* Directions *
Begin at the first line below and copy each line exactly, ending with the line where "query: bare arm" appears.

[Task inputs Boundary: Start]

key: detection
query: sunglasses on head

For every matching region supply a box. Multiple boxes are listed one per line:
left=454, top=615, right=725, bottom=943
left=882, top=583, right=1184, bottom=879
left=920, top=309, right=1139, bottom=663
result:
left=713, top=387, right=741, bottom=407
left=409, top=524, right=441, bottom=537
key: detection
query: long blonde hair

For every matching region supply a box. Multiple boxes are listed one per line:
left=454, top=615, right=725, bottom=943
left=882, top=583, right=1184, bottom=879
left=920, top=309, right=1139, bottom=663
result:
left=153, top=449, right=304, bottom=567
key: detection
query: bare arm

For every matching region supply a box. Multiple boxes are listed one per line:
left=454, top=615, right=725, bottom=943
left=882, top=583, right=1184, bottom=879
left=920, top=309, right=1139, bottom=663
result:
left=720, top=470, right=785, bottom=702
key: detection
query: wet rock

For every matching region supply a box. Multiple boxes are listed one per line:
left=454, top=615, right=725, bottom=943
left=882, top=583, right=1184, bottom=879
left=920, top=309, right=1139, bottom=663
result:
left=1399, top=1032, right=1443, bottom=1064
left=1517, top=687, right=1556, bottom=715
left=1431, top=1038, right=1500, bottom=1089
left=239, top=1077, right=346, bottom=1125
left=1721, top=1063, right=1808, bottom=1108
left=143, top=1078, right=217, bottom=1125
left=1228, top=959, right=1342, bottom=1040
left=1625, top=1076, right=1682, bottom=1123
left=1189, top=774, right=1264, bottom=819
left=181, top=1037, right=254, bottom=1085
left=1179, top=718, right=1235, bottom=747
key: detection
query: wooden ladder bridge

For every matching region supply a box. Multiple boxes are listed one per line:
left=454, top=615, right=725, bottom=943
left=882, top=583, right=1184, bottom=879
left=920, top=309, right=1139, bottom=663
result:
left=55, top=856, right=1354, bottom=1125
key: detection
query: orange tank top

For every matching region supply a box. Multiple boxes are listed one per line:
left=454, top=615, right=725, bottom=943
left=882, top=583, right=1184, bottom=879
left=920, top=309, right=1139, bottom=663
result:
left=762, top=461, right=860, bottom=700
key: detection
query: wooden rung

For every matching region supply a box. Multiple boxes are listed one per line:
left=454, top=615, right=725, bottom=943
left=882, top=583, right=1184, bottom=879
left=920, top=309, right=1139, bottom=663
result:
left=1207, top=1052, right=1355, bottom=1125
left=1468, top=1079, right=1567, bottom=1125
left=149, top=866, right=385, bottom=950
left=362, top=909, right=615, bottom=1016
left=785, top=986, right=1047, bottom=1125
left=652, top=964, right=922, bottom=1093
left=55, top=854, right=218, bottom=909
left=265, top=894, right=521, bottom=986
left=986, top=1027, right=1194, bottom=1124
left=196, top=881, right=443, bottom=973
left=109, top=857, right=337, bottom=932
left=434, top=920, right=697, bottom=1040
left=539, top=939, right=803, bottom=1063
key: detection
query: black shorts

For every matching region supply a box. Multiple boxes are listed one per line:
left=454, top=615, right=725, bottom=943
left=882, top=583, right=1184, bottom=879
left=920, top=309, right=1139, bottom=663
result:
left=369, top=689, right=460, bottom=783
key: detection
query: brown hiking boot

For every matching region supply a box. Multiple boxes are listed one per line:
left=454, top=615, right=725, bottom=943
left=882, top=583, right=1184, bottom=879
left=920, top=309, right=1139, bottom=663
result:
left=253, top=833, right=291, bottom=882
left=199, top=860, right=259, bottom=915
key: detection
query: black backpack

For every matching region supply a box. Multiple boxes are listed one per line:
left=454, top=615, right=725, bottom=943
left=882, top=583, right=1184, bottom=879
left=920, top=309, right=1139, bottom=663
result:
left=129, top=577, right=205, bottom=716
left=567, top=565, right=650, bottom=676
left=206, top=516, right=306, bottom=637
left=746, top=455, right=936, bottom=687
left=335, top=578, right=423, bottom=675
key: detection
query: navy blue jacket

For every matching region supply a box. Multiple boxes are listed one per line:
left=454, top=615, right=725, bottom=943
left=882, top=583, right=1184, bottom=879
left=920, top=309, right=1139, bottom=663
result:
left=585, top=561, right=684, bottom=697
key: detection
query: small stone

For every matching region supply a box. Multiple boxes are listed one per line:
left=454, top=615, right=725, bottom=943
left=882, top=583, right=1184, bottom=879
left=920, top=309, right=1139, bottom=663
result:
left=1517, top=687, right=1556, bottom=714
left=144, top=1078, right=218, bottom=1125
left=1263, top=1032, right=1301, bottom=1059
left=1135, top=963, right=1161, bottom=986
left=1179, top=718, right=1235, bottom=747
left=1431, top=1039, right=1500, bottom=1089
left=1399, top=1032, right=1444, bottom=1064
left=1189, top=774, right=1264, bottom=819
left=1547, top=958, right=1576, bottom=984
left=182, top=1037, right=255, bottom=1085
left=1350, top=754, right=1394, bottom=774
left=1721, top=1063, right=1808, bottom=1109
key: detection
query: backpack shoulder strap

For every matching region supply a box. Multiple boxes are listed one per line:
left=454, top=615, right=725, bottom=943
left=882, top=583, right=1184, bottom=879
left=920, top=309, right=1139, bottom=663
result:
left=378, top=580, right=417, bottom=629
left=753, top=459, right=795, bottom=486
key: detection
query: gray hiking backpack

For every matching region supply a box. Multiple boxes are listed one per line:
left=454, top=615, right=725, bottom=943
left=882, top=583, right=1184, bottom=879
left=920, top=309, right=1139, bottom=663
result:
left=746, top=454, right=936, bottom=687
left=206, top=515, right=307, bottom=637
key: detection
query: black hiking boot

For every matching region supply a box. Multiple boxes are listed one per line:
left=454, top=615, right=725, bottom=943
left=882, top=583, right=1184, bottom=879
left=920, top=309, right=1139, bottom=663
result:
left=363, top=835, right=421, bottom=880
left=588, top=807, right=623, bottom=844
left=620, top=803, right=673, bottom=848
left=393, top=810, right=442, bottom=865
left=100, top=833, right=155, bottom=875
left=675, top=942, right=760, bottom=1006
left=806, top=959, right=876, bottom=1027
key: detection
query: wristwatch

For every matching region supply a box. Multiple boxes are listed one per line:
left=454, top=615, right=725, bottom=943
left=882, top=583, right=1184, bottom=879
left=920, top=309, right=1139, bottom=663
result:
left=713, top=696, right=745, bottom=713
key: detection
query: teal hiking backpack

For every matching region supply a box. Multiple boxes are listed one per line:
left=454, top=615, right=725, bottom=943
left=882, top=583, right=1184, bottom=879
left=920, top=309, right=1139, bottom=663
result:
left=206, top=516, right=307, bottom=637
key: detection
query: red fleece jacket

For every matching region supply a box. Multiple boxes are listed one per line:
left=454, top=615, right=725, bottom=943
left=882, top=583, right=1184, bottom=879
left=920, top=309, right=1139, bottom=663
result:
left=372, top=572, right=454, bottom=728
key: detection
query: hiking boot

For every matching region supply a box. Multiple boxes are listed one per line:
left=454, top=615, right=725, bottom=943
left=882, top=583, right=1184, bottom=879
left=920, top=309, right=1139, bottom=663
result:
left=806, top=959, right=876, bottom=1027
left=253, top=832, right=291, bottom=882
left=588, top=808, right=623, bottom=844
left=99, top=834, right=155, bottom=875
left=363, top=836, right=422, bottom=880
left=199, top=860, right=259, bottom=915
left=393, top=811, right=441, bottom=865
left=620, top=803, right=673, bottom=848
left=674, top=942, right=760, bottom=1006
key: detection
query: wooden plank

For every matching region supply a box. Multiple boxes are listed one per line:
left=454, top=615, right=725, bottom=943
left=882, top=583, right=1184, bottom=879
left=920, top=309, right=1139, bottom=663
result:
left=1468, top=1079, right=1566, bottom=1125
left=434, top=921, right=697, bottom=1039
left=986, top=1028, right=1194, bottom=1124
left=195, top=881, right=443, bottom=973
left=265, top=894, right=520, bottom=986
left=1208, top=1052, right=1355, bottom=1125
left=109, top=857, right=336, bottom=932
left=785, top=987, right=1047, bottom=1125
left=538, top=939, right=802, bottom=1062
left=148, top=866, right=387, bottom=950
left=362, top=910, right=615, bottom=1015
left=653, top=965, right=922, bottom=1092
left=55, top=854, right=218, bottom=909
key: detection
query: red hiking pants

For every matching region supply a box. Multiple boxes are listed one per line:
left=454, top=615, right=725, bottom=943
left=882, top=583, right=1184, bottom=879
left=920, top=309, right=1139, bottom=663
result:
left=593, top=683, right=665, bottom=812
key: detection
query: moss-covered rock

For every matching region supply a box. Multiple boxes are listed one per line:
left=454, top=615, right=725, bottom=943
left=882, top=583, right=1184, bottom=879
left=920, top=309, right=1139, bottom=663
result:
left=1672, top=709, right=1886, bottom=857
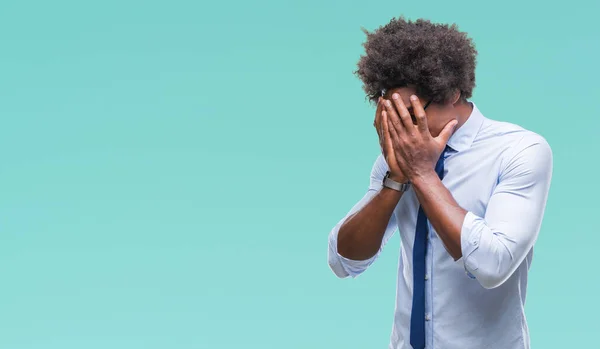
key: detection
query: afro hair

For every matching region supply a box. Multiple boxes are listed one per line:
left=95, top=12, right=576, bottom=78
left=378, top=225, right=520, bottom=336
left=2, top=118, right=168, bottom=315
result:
left=355, top=16, right=478, bottom=105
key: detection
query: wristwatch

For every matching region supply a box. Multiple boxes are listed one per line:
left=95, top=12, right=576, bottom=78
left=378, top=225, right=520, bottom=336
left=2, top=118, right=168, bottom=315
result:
left=382, top=171, right=411, bottom=192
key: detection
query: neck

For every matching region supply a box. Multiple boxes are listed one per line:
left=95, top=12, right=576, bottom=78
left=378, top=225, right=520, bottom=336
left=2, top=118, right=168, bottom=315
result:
left=453, top=99, right=474, bottom=130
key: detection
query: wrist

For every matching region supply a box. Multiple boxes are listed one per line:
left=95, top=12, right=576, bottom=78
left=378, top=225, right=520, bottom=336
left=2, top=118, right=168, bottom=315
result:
left=388, top=173, right=408, bottom=184
left=409, top=169, right=439, bottom=188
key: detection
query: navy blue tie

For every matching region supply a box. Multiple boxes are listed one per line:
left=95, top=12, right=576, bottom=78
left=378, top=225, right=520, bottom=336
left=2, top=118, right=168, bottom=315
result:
left=409, top=147, right=448, bottom=349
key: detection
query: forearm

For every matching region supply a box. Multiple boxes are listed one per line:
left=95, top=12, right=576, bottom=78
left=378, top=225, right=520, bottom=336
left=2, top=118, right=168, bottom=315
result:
left=411, top=171, right=467, bottom=260
left=337, top=187, right=403, bottom=260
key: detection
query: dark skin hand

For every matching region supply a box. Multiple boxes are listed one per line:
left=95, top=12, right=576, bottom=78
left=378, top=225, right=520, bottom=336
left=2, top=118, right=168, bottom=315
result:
left=374, top=96, right=408, bottom=183
left=336, top=97, right=405, bottom=261
left=382, top=93, right=467, bottom=260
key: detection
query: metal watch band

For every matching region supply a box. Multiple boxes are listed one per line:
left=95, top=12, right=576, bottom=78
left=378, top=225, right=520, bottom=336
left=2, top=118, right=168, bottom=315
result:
left=382, top=171, right=411, bottom=192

[Task inputs Boundary: End]

* Your response *
key: detection
query: sunglasses on head

For every matching region supply a box. Multiple boxes are listed one per line:
left=454, top=615, right=725, bottom=943
left=882, top=583, right=1184, bottom=879
left=920, top=309, right=1139, bottom=663
result:
left=713, top=387, right=741, bottom=407
left=409, top=524, right=441, bottom=537
key: detection
query: long blonde hair

For every matching region supply a box. Multiple boxes are listed one per line:
left=454, top=615, right=725, bottom=943
left=882, top=583, right=1184, bottom=879
left=920, top=309, right=1139, bottom=663
result:
left=153, top=449, right=304, bottom=567
key: detection
query: bare arm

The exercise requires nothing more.